(Point annotation data)
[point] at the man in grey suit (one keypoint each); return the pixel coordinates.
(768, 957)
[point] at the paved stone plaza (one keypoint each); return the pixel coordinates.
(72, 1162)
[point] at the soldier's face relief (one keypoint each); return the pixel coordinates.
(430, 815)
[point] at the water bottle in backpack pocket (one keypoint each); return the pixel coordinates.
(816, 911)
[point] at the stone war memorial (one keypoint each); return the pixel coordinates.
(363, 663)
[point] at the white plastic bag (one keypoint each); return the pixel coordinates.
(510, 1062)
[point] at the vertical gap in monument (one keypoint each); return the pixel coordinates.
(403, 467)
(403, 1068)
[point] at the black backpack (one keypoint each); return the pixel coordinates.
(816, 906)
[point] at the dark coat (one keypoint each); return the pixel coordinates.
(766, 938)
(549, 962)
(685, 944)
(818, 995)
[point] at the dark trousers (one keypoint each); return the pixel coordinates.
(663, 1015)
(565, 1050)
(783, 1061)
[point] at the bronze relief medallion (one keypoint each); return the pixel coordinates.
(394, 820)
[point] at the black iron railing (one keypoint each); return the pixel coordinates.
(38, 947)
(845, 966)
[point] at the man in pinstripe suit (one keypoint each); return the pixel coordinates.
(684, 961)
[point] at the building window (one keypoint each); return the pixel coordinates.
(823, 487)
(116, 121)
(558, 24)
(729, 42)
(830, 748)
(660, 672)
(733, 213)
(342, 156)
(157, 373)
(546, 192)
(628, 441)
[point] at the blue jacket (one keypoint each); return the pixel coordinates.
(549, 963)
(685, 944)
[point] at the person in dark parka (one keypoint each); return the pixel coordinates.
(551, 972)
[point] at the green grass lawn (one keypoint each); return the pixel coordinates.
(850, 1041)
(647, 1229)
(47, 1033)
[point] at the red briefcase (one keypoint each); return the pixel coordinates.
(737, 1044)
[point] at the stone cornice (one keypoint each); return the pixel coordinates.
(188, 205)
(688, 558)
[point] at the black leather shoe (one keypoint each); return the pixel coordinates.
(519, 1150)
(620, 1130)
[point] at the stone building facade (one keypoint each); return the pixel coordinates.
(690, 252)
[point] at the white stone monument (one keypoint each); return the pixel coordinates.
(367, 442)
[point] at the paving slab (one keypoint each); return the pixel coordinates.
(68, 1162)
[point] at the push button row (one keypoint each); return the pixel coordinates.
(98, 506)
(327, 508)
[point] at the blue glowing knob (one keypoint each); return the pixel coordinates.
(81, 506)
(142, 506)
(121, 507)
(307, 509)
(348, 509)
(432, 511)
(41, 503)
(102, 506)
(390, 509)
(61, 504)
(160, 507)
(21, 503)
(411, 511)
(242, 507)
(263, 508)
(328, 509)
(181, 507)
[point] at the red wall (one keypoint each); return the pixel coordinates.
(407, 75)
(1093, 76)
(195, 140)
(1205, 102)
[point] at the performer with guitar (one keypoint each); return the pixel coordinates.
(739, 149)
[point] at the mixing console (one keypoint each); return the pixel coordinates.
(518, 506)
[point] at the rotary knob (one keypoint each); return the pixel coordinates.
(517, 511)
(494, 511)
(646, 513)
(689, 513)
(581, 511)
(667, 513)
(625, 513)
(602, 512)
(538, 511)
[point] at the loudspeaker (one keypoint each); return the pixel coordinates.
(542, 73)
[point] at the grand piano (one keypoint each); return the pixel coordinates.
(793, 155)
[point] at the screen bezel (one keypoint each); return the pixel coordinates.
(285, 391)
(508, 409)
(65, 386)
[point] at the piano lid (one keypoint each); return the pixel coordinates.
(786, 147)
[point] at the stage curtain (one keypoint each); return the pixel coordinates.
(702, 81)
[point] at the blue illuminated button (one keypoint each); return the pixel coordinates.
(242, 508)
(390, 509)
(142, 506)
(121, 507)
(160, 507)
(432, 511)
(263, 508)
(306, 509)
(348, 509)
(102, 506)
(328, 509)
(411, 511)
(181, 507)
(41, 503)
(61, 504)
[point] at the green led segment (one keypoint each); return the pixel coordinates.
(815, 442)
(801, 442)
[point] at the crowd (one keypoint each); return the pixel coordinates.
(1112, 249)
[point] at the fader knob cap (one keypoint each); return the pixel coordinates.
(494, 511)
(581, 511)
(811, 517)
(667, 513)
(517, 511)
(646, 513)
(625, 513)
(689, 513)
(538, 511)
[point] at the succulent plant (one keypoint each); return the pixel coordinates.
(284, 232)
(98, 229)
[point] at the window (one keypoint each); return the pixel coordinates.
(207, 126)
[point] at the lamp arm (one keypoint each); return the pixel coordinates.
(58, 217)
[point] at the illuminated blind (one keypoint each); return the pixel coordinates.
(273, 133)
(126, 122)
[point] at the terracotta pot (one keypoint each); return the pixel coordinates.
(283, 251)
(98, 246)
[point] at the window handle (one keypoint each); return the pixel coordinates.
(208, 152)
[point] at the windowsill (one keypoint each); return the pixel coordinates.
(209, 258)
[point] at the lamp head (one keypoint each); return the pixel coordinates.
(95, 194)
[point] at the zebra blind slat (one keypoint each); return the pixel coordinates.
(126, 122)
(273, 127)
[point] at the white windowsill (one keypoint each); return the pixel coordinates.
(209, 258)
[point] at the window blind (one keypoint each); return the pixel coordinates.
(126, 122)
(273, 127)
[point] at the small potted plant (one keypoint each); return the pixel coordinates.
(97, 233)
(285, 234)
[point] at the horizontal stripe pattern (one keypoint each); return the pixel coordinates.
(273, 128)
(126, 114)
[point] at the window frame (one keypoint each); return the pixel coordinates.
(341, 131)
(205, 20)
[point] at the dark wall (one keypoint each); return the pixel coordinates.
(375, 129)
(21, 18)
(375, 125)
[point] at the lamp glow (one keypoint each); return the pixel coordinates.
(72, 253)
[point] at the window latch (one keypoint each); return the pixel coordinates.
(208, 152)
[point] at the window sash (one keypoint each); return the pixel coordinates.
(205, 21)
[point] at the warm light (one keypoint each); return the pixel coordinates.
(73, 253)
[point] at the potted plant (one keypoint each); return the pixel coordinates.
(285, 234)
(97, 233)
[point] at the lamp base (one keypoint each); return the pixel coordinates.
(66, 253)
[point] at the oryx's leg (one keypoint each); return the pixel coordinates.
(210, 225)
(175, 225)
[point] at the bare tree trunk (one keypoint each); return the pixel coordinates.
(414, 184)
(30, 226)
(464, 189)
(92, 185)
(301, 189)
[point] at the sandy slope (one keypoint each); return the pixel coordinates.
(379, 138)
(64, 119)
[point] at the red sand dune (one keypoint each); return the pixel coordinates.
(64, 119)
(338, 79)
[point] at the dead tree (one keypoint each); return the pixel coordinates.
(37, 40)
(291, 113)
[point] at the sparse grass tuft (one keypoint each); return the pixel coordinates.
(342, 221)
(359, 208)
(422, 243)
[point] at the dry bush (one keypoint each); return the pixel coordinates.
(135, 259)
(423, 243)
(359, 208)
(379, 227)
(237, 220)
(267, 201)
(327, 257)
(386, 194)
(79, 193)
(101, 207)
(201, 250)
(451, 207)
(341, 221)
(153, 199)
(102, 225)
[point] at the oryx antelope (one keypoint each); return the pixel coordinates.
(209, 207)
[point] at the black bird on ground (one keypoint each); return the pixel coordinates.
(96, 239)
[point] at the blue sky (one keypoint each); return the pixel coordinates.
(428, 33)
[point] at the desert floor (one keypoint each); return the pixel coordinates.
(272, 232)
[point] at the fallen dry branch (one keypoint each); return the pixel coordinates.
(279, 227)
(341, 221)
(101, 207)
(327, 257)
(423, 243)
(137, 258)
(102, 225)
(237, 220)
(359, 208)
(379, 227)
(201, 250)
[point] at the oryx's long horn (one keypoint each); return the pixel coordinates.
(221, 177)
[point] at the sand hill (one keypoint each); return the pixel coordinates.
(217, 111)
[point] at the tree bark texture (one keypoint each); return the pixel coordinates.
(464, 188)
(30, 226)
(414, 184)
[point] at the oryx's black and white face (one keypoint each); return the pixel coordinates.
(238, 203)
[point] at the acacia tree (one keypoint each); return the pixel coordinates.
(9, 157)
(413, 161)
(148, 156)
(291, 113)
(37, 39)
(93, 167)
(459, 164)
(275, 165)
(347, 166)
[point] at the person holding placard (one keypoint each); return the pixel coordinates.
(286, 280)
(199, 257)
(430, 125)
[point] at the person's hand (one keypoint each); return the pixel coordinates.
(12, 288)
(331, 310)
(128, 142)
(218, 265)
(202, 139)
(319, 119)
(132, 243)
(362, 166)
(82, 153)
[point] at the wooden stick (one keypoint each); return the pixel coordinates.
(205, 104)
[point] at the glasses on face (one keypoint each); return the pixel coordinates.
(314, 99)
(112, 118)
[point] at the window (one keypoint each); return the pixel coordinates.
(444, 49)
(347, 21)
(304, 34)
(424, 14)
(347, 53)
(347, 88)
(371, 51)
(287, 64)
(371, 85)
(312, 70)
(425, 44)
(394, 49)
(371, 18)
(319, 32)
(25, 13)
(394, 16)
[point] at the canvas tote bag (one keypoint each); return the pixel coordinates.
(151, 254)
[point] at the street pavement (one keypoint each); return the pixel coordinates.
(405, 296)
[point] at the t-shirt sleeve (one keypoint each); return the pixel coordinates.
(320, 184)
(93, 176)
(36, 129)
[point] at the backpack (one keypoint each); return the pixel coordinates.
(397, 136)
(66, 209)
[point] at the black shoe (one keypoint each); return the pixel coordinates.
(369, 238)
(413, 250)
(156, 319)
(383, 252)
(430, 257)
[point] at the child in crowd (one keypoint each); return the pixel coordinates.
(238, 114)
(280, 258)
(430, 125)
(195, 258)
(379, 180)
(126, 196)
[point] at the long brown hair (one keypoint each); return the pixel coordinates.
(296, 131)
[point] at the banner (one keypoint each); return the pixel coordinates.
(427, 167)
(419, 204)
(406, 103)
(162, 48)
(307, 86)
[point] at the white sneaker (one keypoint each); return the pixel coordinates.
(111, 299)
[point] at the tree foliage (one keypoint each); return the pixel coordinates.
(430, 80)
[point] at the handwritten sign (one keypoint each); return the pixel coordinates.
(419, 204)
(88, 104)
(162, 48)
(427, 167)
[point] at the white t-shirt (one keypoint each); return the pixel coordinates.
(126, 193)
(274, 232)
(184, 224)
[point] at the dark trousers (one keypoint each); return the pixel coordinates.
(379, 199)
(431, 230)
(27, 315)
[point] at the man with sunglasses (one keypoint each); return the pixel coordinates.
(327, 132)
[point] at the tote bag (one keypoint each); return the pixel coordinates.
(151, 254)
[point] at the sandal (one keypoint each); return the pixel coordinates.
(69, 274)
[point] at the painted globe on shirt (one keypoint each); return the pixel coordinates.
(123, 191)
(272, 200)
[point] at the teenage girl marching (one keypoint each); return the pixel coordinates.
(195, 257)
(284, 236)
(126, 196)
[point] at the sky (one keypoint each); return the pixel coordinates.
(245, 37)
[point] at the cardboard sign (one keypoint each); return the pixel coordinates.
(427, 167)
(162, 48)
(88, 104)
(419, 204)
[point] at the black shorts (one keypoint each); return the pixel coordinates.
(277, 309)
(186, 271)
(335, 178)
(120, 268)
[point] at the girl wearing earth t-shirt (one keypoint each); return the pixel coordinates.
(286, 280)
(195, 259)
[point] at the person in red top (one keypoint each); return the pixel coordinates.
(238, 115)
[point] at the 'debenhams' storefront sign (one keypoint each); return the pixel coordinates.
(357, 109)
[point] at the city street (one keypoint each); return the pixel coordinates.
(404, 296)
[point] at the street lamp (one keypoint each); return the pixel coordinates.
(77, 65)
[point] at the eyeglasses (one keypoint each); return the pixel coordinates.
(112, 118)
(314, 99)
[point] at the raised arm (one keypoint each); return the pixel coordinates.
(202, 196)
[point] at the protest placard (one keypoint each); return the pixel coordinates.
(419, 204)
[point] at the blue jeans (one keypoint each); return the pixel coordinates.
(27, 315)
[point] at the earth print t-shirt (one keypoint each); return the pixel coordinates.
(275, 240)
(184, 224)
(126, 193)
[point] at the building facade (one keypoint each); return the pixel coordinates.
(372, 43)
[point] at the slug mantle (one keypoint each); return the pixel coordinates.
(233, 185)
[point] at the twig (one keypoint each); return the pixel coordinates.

# [INSTRUCTIONS TO FOLLOW]
Shift every coordinate in the answers by -44, and write out again each line from the line with "[point] at the street lamp" through the end of the data, keeping the requests as they are.

# [FINISHED TASK]
[point] at the street lamp (one keypoint each); return the pixel coordinates.
(33, 21)
[point] at the eyeglasses (one keypoint each); return the pixel coordinates.
(68, 74)
(270, 55)
[point] at the raised arm (one keypoint each); return the pixel coordinates.
(158, 152)
[point] at the protest placard (one keypoint each); return the pixel coordinates.
(375, 160)
[point] at the blue jeans (one keypoint each); return the pixel coordinates.
(-17, 271)
[point] at the earth print t-shirt (one keypoint each); return the pixel coordinates.
(231, 196)
(140, 180)
(82, 149)
[point] at the building facade (one keypoint each); return the pixel coordinates.
(328, -1)
[point] at the slug mantle (one keypoint each); return the pixel coordinates.
(189, 141)
[point] at the twig (one keypoint each); return the pixel coordinates.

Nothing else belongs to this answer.